## Yapılacak işler
**A)** Ayfer Düzdaş haberinde "PİRHA-Sanatçı Ayfer Düzdaş, köy" ile "ilişkin PİRHA’ya konuştu." arasındaki bölümü, "albümüne" yerine "çalışmasına" koyarak yeniden yaz.
**B)** Ayfer Düzdaş haberine göre şu soruları cevapla:
(i) Düzdaş, albümü için kayıtları kimlerden aldı?
(ii) Türkiye'deki Alevi Kürtler, Irak'ta hangi toplulukla aynı inancın, kültürün ve dilin insanları olduklarını gördü?
(iii) Düzdaş'a göre albümüne ne esin kaynağı oldu?

──────── Kaynak metin

PİRHA-Sanatçı Ayfer Düzdaş, köy köy gezip dedelerden, pirlerden, ağıt yakan kadınlardan kayıtlar alarak oluşturduğu ‘Xoresan’dan Çorum’a Kürt Alevi Ezgileri’ adlı albümüne ilişkin PİRHA’ya konuştu.
HABERİN VİDEOSU
Alevi Kürtler, öteden beri yaşadıkları topraklara hükmeden devletlerin en çok gadrine uğrayan topluluklardan olageldiler. Hem inanç olarak hem de etnik olarak resmi olanın, egemen olanının dışındaydılar çünkü. Anadolu’dan Kürdistan’a oradan Xoresan’a kadar uzanan bir coğrafyada yaşayan Alevi Kürtler, bütün baskı ve asimilasyon uygulamalarına rağmen kültürlerini bugüne taşıdılar. Ancak bu ne yazık ki, farklı devletlerin egemenlikleri altında yaşamaktan dolayı, toplumsal ve kültürel yalıtılmışlık ve kopukluk da yarattı. Çağımızın artan iletişimi ve internetin sağladığı olanaklarla Alevi Kürtler, başka coğrafyalarda da kendi kültürlerine sahip topluluklardan haberdar oldu ve onlarla bağ kurmaya başladı. Türkiye’deki Alevi Kürtleri, İran’daki Yaresanlılarla, Irak’taki Kakailerle aynı inancın, kültürün ve dilin insanları olduklarını görüp kucaklaştılar. Bu en çok da müzik aracılığıyla oluyor. İşte Ayfer Düzdaş da bu köprüyü kuran müzisyenlerimizden biri. Son albümü ‘Xoresan’dan Çorum’a Kürt Alevi Ezgileri’ geniş Alevi Kürt coğrafyasından derlediği eserlerle oluşturmuş.
Yeni albümüne ilişkin PİRHA’ya konuşan Ayfer Düzdaş, Kürt Aleviler üzerindeki baskı ve asimilasyon politikalarının albümüne esin kaynağı oluşturduğunu söyledi. Düzdaş, derlemeler ile ilgili gezdiği Kürt Alevi coğrafyasında halkın cemlerini Kürtçe yaptıkları halde bunu gizlemek zorunda kaldıklarını, Kürtçe beyitlerini paylaşmaktan çekindiklerini ifade etti. Düzdaş, sadece cemlerde söylenen deyiş ve beyitler değil, Alevilerin sosyal yaşamda tarlada orak biçerken, çocuklarını uyuturken, cenazelerini gömerken söylediği ezgileri hatırlatarak, tüm bu ezgileri Kürtçe yapan bir halkın üzerindeki korkunun klamlara da yansıdığını ifade etti.

────────────────
──────── Verilen bilgiler

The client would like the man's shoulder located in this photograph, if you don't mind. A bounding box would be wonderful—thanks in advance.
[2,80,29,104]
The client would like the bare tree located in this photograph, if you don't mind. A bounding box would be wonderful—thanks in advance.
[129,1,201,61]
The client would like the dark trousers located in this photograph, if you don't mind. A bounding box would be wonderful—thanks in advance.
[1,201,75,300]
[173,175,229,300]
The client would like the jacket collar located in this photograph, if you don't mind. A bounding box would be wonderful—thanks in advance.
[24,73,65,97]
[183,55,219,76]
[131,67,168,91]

────────────────
──────── Verilen bilgiler

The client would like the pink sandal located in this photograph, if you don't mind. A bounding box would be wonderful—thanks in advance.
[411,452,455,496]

────────────────
──────── Verilen bilgiler

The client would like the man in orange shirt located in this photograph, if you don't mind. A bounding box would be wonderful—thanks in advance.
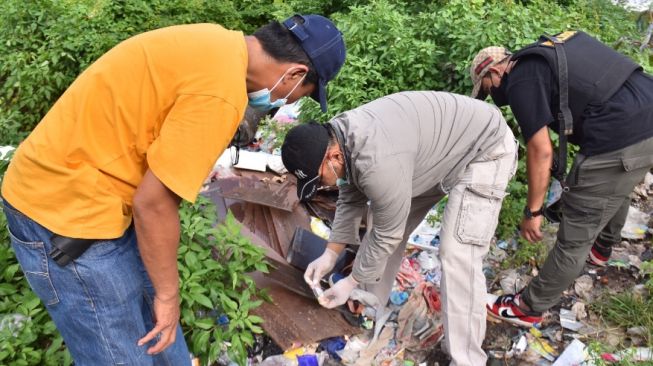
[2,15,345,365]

────────────────

## Doğru cevaplar
**A)**
PİRHA-Sanatçı Ayfer Düzdaş, köy köy gezip dedelerden, pirlerden, ağıt yakan kadınlardan kayıtlar alarak oluşturduğu ‘Xoresan’dan Çorum’a Kürt Alevi Ezgileri’ adlı çalışmasına ilişkin PİRHA’ya konuştu.

**B)**
(i) Dedelerden, pirlerden ve ağıt yakan kadınlardan.
(ii) Kakailerle.
(iii) Kürt Aleviler üzerindeki baskı ve asimilasyon politikaları.